EXERCISE PROMPT: Can you repeat every one of the rows below word for word, leaving the pictures out of your reply?
## start DATA
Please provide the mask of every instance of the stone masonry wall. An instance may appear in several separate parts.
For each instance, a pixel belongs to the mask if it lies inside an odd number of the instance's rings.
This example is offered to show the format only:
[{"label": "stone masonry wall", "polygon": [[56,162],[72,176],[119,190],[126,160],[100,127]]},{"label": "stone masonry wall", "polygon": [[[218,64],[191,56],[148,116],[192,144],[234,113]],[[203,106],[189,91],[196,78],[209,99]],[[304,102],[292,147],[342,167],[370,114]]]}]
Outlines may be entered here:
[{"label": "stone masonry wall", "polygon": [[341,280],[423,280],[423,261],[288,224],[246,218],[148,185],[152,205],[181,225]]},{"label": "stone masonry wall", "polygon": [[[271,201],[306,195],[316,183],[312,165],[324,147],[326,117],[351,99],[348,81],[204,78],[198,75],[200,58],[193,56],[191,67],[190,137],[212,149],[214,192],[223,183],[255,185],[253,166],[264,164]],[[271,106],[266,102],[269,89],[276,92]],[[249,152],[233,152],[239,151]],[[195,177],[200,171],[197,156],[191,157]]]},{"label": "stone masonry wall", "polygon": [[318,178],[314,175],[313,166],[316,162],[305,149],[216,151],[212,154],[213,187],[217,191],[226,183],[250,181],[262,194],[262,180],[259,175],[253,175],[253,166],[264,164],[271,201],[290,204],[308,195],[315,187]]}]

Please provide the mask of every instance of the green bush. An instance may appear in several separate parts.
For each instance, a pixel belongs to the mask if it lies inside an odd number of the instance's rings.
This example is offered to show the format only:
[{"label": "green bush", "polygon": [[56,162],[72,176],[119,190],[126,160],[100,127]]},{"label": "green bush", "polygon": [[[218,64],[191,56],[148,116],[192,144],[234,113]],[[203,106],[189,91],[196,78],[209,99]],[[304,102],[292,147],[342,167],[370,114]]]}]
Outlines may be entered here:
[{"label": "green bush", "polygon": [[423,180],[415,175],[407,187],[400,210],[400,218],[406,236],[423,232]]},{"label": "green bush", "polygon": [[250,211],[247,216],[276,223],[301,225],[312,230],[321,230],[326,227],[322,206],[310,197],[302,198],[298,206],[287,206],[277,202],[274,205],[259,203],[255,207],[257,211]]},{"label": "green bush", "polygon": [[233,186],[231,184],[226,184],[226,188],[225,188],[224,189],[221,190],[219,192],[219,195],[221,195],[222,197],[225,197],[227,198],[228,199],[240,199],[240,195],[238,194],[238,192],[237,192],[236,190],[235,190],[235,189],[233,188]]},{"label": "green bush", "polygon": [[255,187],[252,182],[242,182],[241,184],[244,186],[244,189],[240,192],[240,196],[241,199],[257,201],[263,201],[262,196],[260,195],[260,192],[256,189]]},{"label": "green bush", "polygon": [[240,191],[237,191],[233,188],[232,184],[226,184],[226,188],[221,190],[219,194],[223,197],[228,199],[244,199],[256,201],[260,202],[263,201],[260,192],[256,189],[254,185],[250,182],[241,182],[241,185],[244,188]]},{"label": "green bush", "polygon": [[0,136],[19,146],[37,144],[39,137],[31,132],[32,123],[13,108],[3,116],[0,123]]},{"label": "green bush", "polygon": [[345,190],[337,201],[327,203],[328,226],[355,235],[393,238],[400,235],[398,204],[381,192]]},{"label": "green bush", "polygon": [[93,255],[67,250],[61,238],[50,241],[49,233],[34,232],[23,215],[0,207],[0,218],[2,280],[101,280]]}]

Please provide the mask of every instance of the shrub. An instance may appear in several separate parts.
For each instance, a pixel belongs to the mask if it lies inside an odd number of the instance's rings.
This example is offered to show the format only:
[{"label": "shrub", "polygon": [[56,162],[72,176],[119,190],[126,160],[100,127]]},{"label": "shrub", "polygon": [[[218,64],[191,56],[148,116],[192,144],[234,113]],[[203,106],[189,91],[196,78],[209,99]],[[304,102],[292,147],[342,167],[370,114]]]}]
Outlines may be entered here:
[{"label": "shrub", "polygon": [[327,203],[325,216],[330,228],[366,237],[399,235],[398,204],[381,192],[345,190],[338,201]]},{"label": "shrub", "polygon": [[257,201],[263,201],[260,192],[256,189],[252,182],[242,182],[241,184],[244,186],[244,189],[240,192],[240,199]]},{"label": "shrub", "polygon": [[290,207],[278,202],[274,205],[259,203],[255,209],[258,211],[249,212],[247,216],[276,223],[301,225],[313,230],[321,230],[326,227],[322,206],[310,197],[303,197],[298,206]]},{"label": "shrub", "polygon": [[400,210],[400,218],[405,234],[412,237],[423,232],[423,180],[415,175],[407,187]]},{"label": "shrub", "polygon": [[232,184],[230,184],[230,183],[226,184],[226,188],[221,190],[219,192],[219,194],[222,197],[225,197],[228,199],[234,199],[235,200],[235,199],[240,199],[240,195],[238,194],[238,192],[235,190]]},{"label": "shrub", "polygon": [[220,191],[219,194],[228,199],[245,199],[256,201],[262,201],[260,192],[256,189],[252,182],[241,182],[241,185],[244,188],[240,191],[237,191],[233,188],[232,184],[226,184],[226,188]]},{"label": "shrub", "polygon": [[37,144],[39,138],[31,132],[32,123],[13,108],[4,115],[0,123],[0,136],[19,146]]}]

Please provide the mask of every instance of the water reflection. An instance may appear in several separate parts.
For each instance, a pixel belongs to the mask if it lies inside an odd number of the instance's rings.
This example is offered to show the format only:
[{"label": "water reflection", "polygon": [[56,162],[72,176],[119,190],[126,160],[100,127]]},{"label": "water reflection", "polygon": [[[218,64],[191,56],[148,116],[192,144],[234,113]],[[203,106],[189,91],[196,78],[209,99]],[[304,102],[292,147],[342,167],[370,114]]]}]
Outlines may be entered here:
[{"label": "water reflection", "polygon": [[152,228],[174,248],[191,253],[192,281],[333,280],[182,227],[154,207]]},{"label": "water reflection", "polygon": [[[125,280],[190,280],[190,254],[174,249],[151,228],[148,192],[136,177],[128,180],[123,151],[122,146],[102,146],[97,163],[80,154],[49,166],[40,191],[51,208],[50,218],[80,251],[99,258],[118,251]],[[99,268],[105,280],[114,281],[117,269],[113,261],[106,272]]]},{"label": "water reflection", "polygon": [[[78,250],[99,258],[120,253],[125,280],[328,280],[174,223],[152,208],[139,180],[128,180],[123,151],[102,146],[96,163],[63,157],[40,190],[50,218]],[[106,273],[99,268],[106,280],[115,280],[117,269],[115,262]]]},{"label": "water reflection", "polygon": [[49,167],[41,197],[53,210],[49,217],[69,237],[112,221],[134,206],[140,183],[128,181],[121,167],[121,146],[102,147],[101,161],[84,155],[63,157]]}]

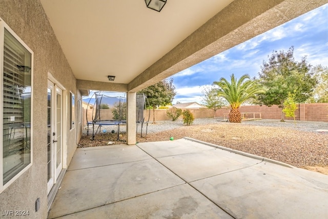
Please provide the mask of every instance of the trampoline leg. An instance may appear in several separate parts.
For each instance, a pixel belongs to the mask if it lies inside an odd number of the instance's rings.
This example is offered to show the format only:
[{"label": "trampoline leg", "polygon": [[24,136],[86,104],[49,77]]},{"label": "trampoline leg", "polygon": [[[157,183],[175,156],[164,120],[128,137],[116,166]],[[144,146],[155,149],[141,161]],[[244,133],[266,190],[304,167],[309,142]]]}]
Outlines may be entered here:
[{"label": "trampoline leg", "polygon": [[147,136],[147,133],[148,132],[148,123],[147,123],[147,125],[146,126],[146,135]]}]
## end DATA
WRITTEN ANSWER:
Please provide the mask of every instance of the stone masonry wall. An instance may appear in several separate parts.
For each instance, a pixel belongs to the mask if it lies inside an odd number of the instance's rings.
This example is offered to show the format only:
[{"label": "stone masonry wall", "polygon": [[56,162],[72,176],[119,190],[126,160],[100,127]]},{"label": "stone masonry wall", "polygon": [[[218,64],[191,56],[148,116],[192,144],[234,113]],[[203,106],[189,91],[196,78],[209,99]],[[304,102],[292,147],[342,167],[370,114]]]}]
Outlines may be entered here:
[{"label": "stone masonry wall", "polygon": [[341,280],[423,280],[423,261],[288,224],[246,218],[148,185],[152,205],[181,225]]},{"label": "stone masonry wall", "polygon": [[[271,201],[306,195],[316,183],[312,165],[324,147],[326,117],[351,99],[348,81],[204,78],[198,75],[200,58],[193,56],[191,67],[190,137],[212,149],[214,192],[223,183],[255,185],[253,166],[264,164]],[[271,106],[266,102],[269,89],[276,92]],[[249,152],[233,152],[239,151]],[[195,177],[200,171],[197,156],[191,157]]]},{"label": "stone masonry wall", "polygon": [[318,178],[314,175],[313,166],[316,162],[305,149],[216,151],[212,154],[213,187],[217,191],[226,183],[250,181],[262,194],[262,180],[259,175],[253,175],[253,166],[264,164],[271,201],[290,204],[308,195],[315,187]]}]

Please provide the mask of every instance of the green bush. An instance may appear in several separate parts.
For each instance, a pixel belongs to the mask if it lies inside an odd number of the instance's rings.
This example is offered to show the format only:
[{"label": "green bush", "polygon": [[56,162],[72,176],[119,190],[126,160],[100,127]]},{"label": "green bush", "polygon": [[[218,64],[191,56],[148,116],[192,144],[234,113]],[[203,106],[189,91],[196,78],[209,99]],[[304,102],[292,147],[342,167],[370,114]]]}]
Outlines may be entered here:
[{"label": "green bush", "polygon": [[423,180],[415,175],[407,187],[400,210],[400,218],[406,236],[423,232]]},{"label": "green bush", "polygon": [[250,211],[247,216],[276,223],[301,225],[312,230],[321,230],[326,227],[322,206],[310,197],[302,198],[298,206],[287,206],[277,202],[274,205],[259,203],[255,207],[257,211]]},{"label": "green bush", "polygon": [[233,186],[231,184],[226,184],[226,188],[225,188],[224,189],[221,190],[219,192],[219,195],[221,195],[222,197],[225,197],[227,198],[228,199],[240,199],[240,195],[238,194],[238,192],[237,192],[236,190],[235,190],[235,189],[233,188]]},{"label": "green bush", "polygon": [[255,187],[252,182],[242,182],[241,184],[244,186],[244,189],[240,192],[240,196],[241,199],[257,201],[263,201],[262,196],[260,195],[260,192],[256,189]]},{"label": "green bush", "polygon": [[240,191],[237,191],[233,188],[232,184],[226,184],[226,188],[221,190],[219,194],[223,197],[228,199],[244,199],[256,201],[260,202],[263,201],[260,192],[256,189],[254,185],[250,182],[241,182],[241,185],[244,188]]},{"label": "green bush", "polygon": [[0,136],[19,146],[37,144],[39,137],[31,132],[32,123],[13,108],[3,116],[0,123]]},{"label": "green bush", "polygon": [[345,190],[337,201],[327,203],[328,226],[355,235],[393,238],[400,235],[398,204],[381,192]]},{"label": "green bush", "polygon": [[93,255],[67,250],[61,238],[50,241],[49,233],[34,232],[23,215],[0,207],[0,218],[2,280],[101,280]]}]

Please provide the mask of every instance of the shrub. An instance may appear in several separate parts.
For each instance, a pixel belongs to the mask if it lies inside an odd number of the instance's rings.
This example is offered to show the format only:
[{"label": "shrub", "polygon": [[56,162],[72,176],[119,190],[126,160],[100,127]]},{"label": "shrub", "polygon": [[[218,64],[191,56],[148,116],[192,144],[234,113]],[[203,106],[189,91],[196,78],[209,99]],[[304,102],[292,147],[342,167],[370,114]]]}]
Outlines may be entered here:
[{"label": "shrub", "polygon": [[327,203],[325,216],[330,228],[366,237],[399,235],[398,204],[381,192],[345,190],[338,201]]},{"label": "shrub", "polygon": [[257,201],[263,201],[260,192],[256,189],[252,182],[242,182],[241,184],[244,186],[244,189],[240,192],[240,199]]},{"label": "shrub", "polygon": [[290,207],[278,202],[274,205],[259,203],[255,209],[258,211],[249,212],[247,216],[276,223],[301,225],[313,230],[321,230],[326,227],[322,206],[310,197],[303,197],[298,206]]},{"label": "shrub", "polygon": [[400,210],[400,218],[405,234],[412,237],[423,232],[423,180],[415,175],[407,187]]},{"label": "shrub", "polygon": [[232,184],[230,184],[230,183],[226,184],[226,188],[221,190],[219,192],[219,194],[222,197],[225,197],[228,199],[234,199],[235,200],[235,199],[240,199],[240,195],[238,194],[238,192],[235,190]]},{"label": "shrub", "polygon": [[220,191],[219,194],[228,199],[245,199],[256,201],[262,201],[260,192],[256,189],[252,182],[241,182],[241,185],[244,188],[240,191],[237,191],[233,188],[232,184],[226,184],[226,188]]},{"label": "shrub", "polygon": [[37,144],[39,138],[31,132],[32,123],[13,108],[4,115],[0,123],[0,136],[19,146]]}]

Please provide the mask of every instance of the water reflection. An instance may appear in several separate parts.
For each instance, a pixel belongs to the mask if it lies inside an odd number of the instance's rings.
This example is offered to show the format only:
[{"label": "water reflection", "polygon": [[56,162],[72,176],[119,190],[126,160],[100,127]]},{"label": "water reflection", "polygon": [[[218,64],[191,56],[148,116],[192,144],[234,113]],[[203,106],[189,91],[196,78],[209,99]],[[304,102],[292,147],[342,167],[370,114]]]}]
Outlines may be entered here:
[{"label": "water reflection", "polygon": [[152,228],[174,248],[191,253],[192,281],[333,280],[182,227],[154,207]]},{"label": "water reflection", "polygon": [[[125,280],[190,280],[190,254],[174,249],[151,228],[148,192],[136,177],[128,180],[123,151],[122,146],[102,146],[97,163],[80,154],[49,166],[40,191],[51,208],[50,218],[80,251],[99,258],[118,251]],[[99,268],[105,280],[114,281],[117,269],[113,261],[106,272]]]},{"label": "water reflection", "polygon": [[[78,250],[99,258],[120,253],[125,280],[328,280],[174,223],[152,208],[139,180],[128,180],[123,151],[102,146],[96,163],[63,157],[40,190],[50,218]],[[106,273],[99,268],[106,280],[115,280],[117,269],[115,262]]]},{"label": "water reflection", "polygon": [[49,167],[41,197],[53,210],[49,217],[69,237],[112,221],[134,206],[140,183],[128,181],[121,167],[121,146],[102,147],[101,161],[84,155],[63,157]]}]

Please provide the mask of every instance of the trampoline leg. An instance may appear in several separate parts.
For each instance, a pixel belongs to the mask if it lies inside an odd number of the instance's rings.
This example is offered to show the format only:
[{"label": "trampoline leg", "polygon": [[24,136],[86,104],[49,77]]},{"label": "trampoline leg", "polygon": [[[157,183],[175,156],[164,120],[128,137],[116,166]],[[144,146],[155,149],[141,161]],[[244,133],[266,190],[304,167],[309,142]]]}]
Outlines may be entered here:
[{"label": "trampoline leg", "polygon": [[147,136],[147,133],[148,132],[148,123],[147,123],[147,125],[146,126],[146,135]]}]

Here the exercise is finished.